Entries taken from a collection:
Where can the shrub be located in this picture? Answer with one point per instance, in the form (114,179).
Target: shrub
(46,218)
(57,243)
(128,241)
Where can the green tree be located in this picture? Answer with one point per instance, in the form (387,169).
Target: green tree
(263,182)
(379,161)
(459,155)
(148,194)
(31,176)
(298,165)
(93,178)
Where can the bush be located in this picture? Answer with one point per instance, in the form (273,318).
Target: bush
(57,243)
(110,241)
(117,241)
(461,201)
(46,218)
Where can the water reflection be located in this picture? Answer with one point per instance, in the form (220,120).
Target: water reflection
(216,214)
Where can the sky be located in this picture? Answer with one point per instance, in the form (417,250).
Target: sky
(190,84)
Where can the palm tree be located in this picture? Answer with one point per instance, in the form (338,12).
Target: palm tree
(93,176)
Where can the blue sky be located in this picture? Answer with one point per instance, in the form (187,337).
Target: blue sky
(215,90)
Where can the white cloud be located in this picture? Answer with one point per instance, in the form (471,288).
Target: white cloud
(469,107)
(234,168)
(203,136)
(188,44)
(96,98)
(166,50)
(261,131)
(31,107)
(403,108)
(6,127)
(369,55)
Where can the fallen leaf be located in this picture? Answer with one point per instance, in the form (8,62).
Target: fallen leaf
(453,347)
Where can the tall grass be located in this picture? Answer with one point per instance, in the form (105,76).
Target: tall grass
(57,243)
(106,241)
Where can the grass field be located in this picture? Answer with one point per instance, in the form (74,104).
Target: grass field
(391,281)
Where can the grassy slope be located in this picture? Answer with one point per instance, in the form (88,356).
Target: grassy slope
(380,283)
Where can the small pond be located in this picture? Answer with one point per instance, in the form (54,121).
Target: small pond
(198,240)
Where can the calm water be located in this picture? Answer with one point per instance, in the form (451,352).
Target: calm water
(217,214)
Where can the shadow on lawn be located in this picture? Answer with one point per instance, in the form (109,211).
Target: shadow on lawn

**ABOUT THIS TASK**
Go line by line through the data and copy any that contain "lawn".

**WRITTEN ANSWER**
Where can the shadow on lawn be located in this picture? Answer with one point per instance, in the form (109,211).
Target: shadow on lawn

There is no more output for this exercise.